◆ **Exercise aim**:
Repeat every line of the data exactly, but not the pictures.

--

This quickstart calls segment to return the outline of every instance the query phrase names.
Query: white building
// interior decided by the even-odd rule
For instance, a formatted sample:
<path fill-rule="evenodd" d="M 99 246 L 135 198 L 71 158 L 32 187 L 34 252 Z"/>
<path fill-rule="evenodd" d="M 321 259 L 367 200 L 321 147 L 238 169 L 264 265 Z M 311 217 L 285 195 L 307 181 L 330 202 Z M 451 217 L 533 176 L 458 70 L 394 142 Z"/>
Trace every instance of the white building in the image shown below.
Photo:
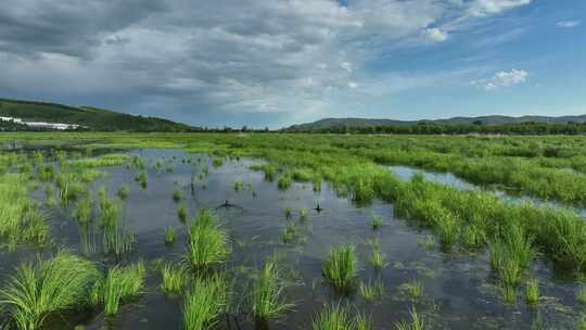
<path fill-rule="evenodd" d="M 59 129 L 59 130 L 76 129 L 76 128 L 81 127 L 81 125 L 77 125 L 77 124 L 46 123 L 46 122 L 24 122 L 21 118 L 5 117 L 5 116 L 0 116 L 0 120 L 13 122 L 13 123 L 16 123 L 16 124 L 23 124 L 23 125 L 26 125 L 26 126 L 33 127 L 33 128 L 47 128 L 47 129 Z"/>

--

◆ **Complete response**:
This quickstart calls segment to return the outline of every instance the query phrase names.
Query: white building
// interior decided by the even-odd rule
For instance, a formatted sample:
<path fill-rule="evenodd" d="M 99 246 L 135 198 L 71 158 L 32 187 L 34 252 Z"/>
<path fill-rule="evenodd" d="M 321 259 L 367 200 L 321 147 L 238 169 L 264 265 Z M 311 217 L 285 195 L 307 181 L 330 202 Z M 451 217 L 533 176 L 458 70 L 394 142 Z"/>
Trace every instance of the white building in the image shown below.
Photo:
<path fill-rule="evenodd" d="M 59 129 L 59 130 L 76 129 L 76 128 L 81 127 L 81 125 L 77 125 L 77 124 L 46 123 L 46 122 L 24 122 L 21 118 L 5 117 L 5 116 L 0 116 L 0 120 L 13 122 L 13 123 L 16 123 L 16 124 L 23 124 L 23 125 L 26 125 L 26 126 L 33 127 L 33 128 L 47 128 L 47 129 Z"/>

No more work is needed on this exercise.